→ Page text
I will use your method of typing 'wrong' spelt in capitals.

FCL.008 includes UK representation, so you'd think that we could be reasonably assured that the future of the IMCR was being well protected....
WRONG!
I agree. You'd be totally wrong to think that. One thing that is in the public domain is FCL008's terms of reference, which I am sure someone who feels strongly about its inner workings would have read. The scope of FCL008 was not to "save the UK IMCr". It was to review the IMCr and other national IFR ratings to see if there was an EASA-wide analogous qualification that could be agreed. The EIR was the best such structure that could be agreed. The proposal that the UK IMCr should be adopted across Europe is not acceptable to the rest of Europe. It simply isn't. And FCL008's job was to find a proposal that was. The individual who worked on that succeeded in a difficult task

This requires the same theoretical knowledge requirements as the proposed PPL/IR
WRONG!

dreamed up this lunatic idea
You should write to Australia's NAA and tell them an enroute instrument qualification is 'lunatic'/'chocolate tea pot' etc etc. They have been labouring under a delusion that it's a safe and effective stepping stone to a full instrument qualification.

'almost certain' VFR conditions for take-off and landing (whatever that means)
I'll tell you what it means. You take-off VFR. You plan to land somewhere and the forecast has to give you reasonable confidence you can do that VFR. You make this sound bizarre and unfathomable, but hold on.....it's what you do flying VFR. That's why it's an Enroute qualification.

AOPA does not consider this Chocolate Teapot Rating to be in any way a suitable alternative to the UK IMCR
No-one has claimed it is. The only rationale for the EIR is that it is the best EASA-wide sub-IR qualification that could be agreed.

→ Exercise instructions
1) According to the page text, what was FCL008's scope?
2) Write out everything in the page text from "I'll tell you" down to "an Enroute qualification.", word for word.

→ Material shown
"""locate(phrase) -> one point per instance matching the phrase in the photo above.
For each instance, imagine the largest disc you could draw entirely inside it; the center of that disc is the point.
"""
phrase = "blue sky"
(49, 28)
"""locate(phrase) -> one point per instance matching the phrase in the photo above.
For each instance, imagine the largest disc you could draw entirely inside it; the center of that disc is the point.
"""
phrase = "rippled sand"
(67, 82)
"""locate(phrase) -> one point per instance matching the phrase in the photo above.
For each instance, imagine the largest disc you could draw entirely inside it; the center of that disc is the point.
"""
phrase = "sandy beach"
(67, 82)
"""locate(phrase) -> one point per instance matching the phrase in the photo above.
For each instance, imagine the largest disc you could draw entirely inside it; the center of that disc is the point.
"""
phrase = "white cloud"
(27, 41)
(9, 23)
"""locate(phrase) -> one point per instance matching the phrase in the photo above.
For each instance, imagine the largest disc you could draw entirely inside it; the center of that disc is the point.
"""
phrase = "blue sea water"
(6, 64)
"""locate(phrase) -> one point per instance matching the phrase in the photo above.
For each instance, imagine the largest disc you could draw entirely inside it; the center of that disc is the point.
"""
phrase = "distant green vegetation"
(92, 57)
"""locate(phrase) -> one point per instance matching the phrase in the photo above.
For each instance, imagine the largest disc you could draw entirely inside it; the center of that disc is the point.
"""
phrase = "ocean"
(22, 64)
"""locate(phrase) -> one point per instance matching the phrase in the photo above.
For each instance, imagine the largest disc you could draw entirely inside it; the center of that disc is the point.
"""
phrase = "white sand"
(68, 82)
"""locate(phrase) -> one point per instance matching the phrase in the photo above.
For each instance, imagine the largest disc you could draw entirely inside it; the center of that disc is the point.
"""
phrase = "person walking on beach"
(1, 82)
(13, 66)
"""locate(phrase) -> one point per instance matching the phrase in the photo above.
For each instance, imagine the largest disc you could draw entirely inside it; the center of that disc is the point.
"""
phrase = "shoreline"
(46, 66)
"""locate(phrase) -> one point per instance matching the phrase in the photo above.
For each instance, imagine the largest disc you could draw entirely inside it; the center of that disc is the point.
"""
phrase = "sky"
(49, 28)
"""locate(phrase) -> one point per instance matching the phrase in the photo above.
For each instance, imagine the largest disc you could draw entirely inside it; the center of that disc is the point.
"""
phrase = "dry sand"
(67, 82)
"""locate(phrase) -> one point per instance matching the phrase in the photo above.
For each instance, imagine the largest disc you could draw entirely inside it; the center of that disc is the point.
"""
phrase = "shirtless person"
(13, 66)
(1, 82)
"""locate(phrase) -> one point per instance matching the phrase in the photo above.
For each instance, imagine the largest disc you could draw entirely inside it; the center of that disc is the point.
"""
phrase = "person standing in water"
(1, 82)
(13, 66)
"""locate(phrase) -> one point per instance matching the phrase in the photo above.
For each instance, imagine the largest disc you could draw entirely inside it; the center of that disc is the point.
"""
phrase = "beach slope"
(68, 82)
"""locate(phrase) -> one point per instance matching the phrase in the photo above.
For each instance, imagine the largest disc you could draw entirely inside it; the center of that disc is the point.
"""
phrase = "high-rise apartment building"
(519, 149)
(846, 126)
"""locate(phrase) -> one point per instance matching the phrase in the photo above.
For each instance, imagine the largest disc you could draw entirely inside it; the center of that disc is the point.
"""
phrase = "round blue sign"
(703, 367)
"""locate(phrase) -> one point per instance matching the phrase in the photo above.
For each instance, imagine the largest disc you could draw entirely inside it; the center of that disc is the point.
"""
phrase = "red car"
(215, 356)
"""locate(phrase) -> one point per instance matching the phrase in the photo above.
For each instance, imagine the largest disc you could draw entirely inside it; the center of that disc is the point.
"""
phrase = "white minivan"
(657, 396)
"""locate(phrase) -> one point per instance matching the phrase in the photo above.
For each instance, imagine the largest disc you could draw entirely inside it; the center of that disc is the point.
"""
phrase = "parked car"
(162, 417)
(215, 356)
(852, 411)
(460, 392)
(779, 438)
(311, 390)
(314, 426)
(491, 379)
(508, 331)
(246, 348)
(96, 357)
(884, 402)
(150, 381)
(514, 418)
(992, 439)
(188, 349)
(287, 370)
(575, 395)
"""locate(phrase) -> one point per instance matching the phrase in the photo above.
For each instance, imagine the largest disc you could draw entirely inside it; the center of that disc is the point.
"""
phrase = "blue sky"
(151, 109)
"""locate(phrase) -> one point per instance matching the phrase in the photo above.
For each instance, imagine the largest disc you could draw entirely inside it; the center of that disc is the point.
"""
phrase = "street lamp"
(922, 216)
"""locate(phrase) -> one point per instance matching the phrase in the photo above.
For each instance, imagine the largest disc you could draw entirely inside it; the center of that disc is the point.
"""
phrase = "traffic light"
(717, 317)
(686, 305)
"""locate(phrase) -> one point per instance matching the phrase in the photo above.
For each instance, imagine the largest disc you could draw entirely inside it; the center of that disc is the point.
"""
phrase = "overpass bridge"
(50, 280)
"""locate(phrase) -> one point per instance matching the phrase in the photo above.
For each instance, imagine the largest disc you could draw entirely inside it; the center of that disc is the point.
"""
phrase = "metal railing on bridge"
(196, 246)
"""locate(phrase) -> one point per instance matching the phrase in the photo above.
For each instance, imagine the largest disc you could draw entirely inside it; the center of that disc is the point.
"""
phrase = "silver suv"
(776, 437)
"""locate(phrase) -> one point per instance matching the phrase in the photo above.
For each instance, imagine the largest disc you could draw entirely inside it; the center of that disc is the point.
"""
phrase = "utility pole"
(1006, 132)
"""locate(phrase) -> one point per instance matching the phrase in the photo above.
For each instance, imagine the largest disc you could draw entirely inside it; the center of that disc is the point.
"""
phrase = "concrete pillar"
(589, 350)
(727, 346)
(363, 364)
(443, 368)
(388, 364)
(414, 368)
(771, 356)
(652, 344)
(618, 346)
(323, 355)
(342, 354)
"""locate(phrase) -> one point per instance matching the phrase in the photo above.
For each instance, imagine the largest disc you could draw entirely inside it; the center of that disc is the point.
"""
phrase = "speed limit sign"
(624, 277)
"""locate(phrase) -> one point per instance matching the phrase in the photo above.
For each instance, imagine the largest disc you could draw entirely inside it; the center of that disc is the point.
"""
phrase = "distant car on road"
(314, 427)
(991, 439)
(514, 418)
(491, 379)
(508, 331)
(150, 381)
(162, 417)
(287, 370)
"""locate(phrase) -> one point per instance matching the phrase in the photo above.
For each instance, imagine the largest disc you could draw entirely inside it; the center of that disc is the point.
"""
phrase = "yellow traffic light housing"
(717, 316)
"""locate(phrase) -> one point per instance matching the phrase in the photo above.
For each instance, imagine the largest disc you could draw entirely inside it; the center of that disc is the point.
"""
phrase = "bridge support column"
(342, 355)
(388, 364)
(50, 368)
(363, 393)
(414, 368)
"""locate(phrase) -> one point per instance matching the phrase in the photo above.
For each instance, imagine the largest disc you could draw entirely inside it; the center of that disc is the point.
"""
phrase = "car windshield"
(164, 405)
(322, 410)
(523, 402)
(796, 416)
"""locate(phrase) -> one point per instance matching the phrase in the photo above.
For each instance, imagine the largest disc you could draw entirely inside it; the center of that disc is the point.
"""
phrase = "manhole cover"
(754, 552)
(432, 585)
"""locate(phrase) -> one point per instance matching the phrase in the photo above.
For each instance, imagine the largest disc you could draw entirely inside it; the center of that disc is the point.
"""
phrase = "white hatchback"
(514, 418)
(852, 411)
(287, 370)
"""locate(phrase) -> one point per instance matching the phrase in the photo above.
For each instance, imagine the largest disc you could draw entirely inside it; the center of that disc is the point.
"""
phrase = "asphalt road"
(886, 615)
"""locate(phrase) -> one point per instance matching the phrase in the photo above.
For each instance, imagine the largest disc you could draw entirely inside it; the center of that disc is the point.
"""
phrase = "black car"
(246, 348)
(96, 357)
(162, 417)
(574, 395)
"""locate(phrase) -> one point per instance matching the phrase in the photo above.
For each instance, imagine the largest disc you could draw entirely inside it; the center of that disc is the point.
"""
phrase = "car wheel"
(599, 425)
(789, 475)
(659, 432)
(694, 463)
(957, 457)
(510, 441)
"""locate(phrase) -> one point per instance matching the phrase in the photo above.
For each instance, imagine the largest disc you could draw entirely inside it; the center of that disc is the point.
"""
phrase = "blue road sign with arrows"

→ Answers to the exercise
1) To review the IMCr and other national IFR ratings to see if there was an EASA-wide analogous qualification that could be agreed.

2)
I'll tell you what it means. You take-off VFR. You plan to land somewhere and the forecast has to give you reasonable confidence you can do that VFR. You make this sound bizarre and unfathomable, but hold on.....it's what you do flying VFR. That's why it's an Enroute qualification.